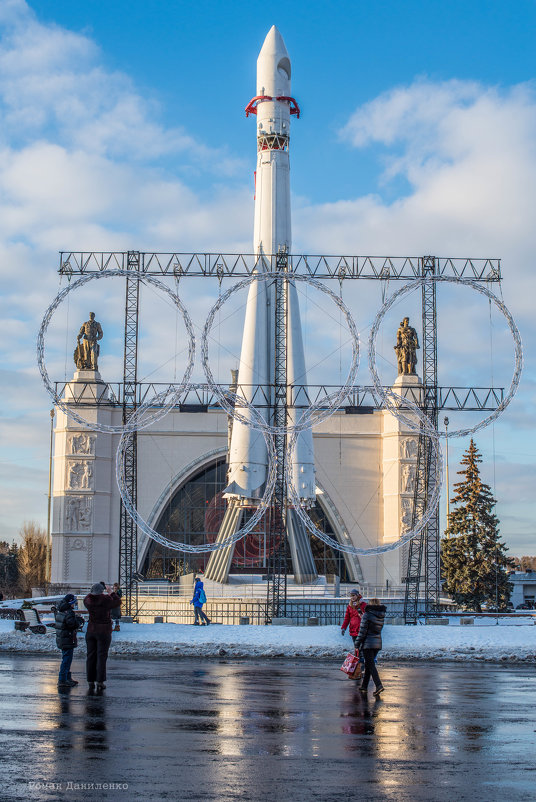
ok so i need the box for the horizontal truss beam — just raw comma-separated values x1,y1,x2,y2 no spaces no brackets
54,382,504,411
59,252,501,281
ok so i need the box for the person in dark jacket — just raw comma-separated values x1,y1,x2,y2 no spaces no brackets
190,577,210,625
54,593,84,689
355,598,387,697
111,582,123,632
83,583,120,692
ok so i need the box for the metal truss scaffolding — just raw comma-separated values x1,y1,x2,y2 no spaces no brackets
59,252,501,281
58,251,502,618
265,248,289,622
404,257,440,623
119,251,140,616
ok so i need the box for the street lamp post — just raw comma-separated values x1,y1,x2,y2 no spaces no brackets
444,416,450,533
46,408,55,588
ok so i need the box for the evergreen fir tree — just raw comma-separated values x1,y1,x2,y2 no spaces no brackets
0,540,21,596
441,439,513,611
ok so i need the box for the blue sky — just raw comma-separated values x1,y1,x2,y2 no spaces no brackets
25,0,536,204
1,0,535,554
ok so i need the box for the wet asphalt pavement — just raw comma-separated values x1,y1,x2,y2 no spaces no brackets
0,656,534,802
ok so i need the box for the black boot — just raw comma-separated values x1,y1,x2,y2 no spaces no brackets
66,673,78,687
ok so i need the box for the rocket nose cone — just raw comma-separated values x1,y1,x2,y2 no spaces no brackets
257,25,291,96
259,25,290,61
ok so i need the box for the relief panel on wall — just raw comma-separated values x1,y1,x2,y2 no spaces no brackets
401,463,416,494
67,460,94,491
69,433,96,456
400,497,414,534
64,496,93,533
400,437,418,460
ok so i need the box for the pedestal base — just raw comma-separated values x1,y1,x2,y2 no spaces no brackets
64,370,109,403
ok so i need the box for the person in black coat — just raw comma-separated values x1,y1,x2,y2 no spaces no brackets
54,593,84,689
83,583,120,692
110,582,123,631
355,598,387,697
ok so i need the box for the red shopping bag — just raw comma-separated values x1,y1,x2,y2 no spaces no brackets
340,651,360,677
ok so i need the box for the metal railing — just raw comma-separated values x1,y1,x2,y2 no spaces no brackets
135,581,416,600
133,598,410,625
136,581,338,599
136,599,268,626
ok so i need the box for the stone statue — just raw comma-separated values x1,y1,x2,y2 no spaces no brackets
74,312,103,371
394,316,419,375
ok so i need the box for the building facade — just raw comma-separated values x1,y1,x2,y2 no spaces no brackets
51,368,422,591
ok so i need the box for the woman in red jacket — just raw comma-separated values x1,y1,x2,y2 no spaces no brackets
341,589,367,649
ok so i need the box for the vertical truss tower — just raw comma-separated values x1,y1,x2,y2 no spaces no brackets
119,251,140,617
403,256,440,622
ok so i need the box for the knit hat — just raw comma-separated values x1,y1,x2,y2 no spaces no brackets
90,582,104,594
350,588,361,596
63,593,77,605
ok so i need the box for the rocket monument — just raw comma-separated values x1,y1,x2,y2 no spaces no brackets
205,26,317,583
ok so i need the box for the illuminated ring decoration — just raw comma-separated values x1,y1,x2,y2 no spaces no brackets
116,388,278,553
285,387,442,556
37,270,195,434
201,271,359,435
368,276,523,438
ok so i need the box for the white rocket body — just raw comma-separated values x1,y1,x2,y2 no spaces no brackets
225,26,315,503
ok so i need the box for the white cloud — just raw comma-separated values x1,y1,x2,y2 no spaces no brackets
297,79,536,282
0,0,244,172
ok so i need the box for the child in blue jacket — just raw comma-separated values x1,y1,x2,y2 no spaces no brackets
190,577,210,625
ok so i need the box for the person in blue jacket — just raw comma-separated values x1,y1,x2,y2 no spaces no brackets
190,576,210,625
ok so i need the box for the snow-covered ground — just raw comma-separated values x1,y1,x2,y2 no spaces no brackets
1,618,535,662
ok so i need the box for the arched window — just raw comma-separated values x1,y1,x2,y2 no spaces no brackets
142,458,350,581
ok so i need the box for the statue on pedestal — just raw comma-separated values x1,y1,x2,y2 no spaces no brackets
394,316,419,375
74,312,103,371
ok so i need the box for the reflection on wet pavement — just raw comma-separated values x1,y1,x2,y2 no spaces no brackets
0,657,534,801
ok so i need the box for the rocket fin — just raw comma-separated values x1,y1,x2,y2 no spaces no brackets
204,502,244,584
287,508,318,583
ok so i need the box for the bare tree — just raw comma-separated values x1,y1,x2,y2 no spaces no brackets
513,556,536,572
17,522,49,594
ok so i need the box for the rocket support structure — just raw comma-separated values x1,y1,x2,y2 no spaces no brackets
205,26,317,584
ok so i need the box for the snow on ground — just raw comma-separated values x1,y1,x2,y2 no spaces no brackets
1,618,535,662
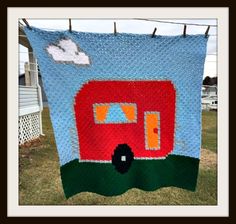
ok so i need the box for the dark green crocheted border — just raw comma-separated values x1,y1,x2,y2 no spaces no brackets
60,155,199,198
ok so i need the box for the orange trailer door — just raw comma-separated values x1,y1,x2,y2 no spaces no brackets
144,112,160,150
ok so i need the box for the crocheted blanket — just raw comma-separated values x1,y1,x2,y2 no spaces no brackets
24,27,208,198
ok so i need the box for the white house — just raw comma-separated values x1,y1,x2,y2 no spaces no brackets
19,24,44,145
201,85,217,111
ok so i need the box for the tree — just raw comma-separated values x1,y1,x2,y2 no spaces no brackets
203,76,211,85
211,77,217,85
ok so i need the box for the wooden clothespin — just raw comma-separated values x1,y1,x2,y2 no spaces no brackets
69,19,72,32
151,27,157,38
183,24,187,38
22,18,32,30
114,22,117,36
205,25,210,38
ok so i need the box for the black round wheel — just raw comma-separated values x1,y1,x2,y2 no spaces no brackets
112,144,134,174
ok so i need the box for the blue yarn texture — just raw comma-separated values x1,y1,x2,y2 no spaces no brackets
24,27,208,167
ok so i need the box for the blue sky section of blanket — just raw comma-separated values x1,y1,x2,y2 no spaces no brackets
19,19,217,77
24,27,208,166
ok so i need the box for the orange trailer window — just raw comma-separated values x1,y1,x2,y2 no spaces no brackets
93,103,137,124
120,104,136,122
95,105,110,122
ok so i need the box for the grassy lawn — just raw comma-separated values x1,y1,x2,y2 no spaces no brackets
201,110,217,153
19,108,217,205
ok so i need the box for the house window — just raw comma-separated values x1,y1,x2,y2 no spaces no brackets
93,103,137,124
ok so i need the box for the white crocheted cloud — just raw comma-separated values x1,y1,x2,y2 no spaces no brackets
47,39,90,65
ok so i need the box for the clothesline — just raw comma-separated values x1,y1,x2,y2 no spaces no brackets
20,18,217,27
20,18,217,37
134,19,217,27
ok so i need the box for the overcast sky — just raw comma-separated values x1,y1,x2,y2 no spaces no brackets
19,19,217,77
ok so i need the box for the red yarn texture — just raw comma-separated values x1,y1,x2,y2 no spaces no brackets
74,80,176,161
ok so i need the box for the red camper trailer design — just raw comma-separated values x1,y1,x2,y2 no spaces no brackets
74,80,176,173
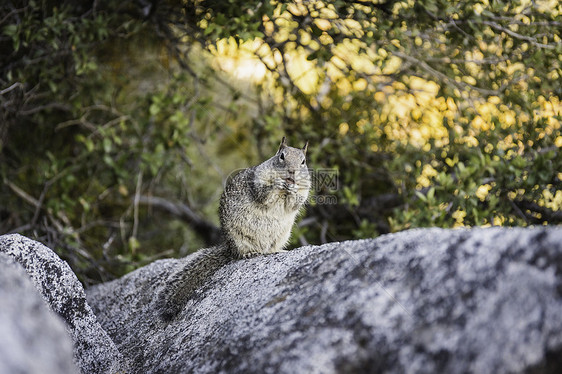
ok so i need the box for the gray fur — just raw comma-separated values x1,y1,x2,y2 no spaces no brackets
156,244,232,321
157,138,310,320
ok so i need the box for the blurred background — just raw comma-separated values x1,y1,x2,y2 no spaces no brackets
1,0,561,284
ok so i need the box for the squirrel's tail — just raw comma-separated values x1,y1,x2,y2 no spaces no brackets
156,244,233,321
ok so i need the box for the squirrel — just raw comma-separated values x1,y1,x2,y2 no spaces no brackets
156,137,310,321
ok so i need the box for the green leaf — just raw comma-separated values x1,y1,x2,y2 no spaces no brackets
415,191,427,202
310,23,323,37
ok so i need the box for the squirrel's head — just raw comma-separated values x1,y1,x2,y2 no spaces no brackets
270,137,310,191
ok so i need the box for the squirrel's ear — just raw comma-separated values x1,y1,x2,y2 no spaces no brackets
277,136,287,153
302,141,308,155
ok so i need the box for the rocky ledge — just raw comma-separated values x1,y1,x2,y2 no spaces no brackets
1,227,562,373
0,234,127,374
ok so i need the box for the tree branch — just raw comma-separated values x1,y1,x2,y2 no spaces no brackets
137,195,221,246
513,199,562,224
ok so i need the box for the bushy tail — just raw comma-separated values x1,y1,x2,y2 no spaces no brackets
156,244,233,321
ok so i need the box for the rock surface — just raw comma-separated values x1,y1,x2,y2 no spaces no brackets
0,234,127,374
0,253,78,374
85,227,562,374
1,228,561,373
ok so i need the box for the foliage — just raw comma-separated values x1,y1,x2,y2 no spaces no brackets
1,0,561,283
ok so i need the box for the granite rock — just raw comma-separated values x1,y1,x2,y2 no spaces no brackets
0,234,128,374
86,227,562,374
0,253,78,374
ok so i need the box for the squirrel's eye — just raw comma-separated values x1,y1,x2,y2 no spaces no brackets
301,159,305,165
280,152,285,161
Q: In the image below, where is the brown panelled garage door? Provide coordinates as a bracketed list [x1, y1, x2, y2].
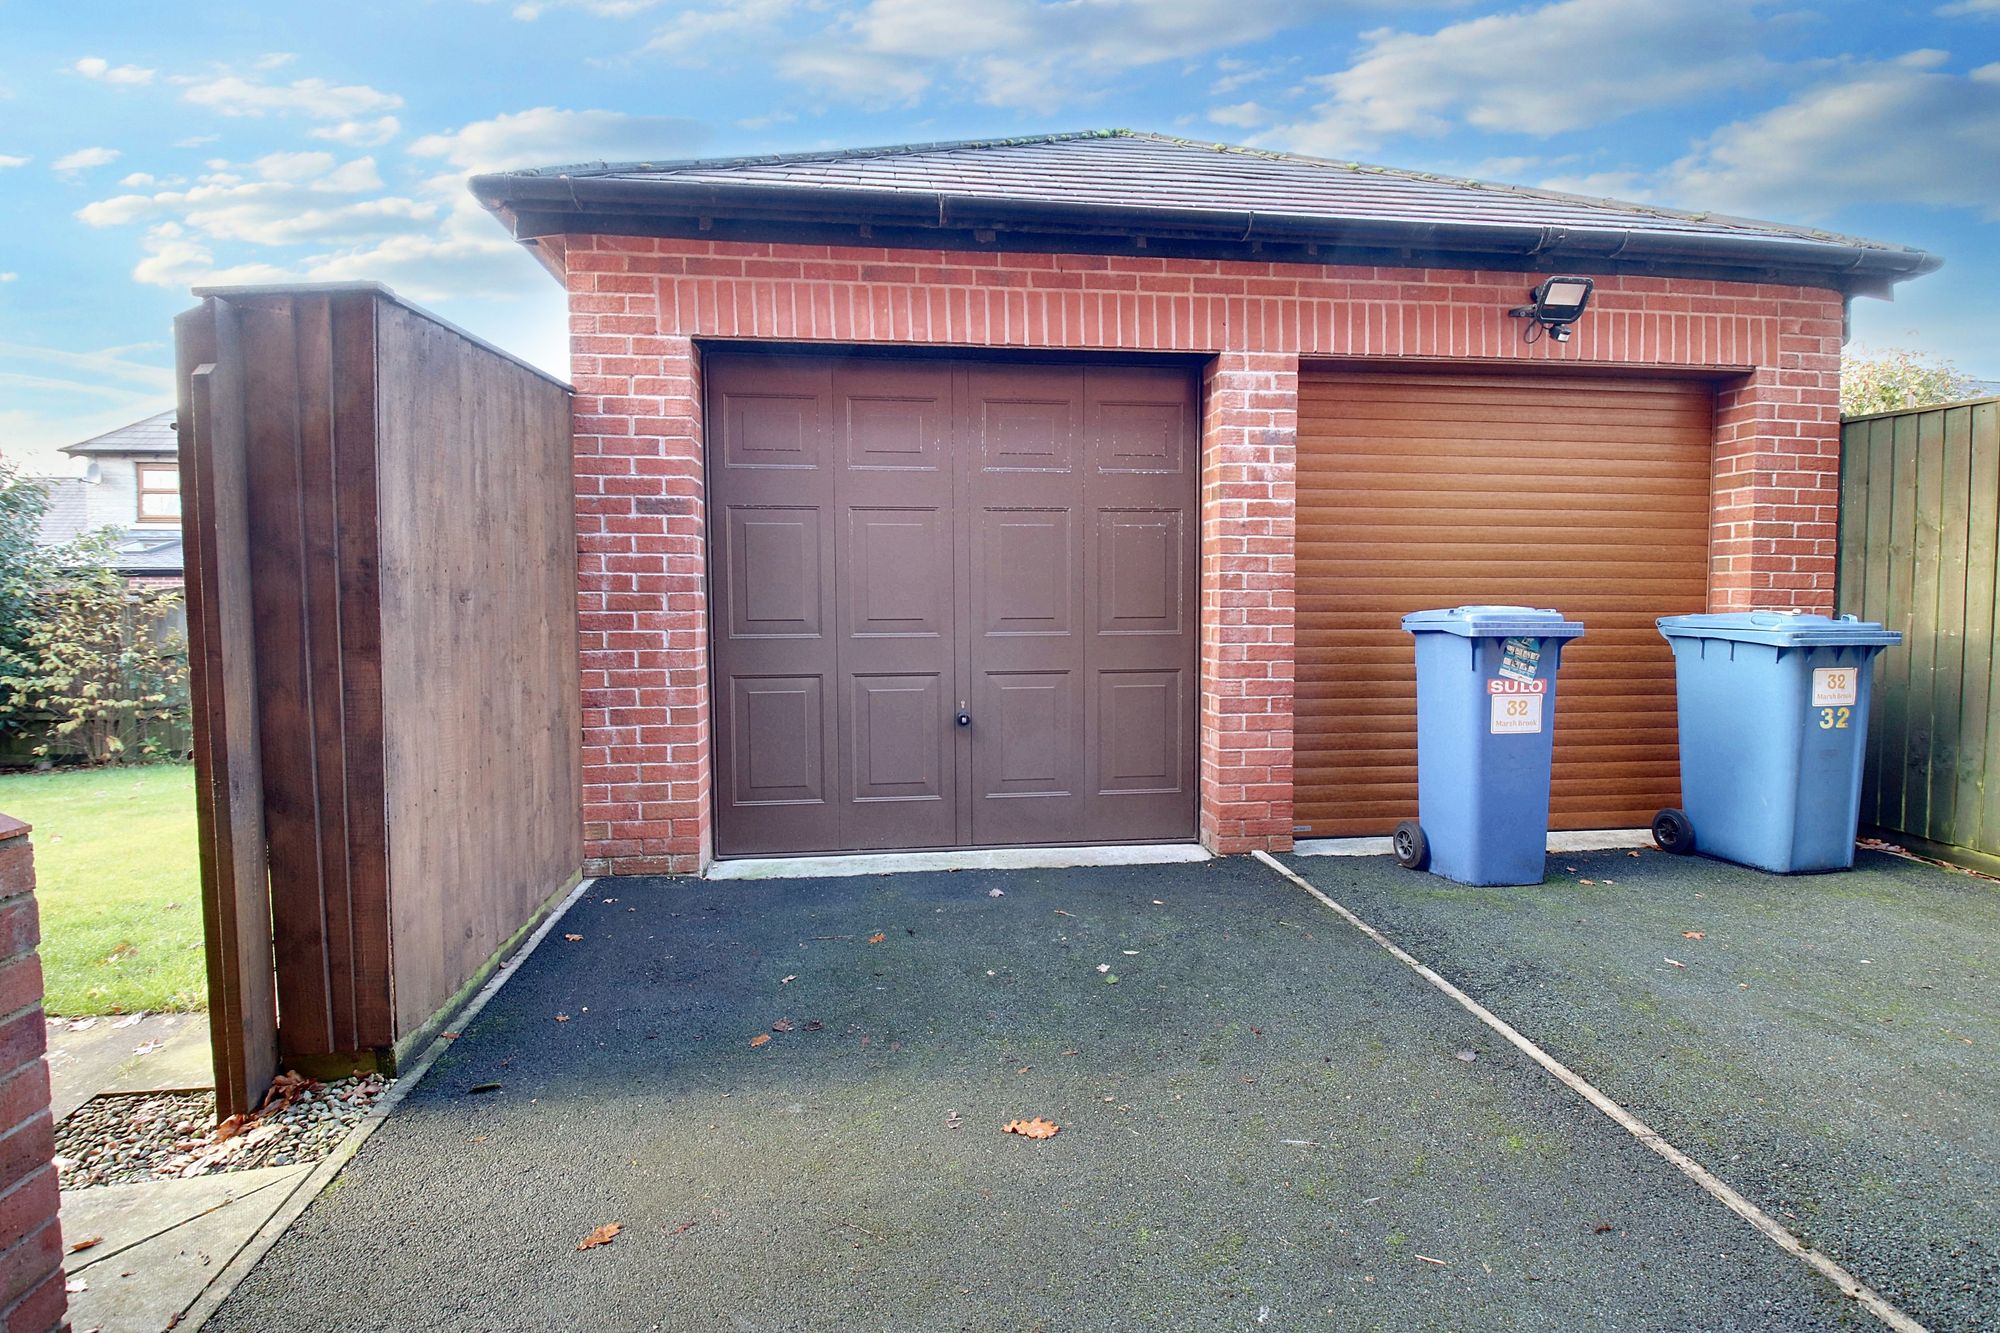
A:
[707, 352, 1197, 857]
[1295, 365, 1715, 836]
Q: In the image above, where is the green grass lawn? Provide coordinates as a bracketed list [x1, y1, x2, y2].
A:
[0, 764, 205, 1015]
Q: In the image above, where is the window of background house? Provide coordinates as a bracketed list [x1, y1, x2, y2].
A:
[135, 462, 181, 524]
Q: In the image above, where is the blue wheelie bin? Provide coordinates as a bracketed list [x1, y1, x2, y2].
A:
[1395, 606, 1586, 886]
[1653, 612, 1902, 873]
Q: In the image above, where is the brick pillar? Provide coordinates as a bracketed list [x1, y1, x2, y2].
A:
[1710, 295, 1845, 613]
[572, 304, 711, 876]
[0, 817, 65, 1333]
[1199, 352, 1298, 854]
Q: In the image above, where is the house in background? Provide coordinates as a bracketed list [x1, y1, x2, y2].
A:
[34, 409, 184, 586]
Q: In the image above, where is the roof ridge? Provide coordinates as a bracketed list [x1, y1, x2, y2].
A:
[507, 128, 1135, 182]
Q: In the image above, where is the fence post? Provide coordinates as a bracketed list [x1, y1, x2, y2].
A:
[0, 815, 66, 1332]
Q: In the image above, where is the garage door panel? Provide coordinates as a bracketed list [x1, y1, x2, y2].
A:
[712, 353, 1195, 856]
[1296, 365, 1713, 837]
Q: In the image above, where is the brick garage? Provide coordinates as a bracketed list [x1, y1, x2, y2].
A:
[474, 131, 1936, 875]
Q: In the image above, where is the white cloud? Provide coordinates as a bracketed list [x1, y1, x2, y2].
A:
+ + + + +
**Your assignment**
Count up the lines above that include the string "brick" and report nothing but that number.

**Result of this task**
2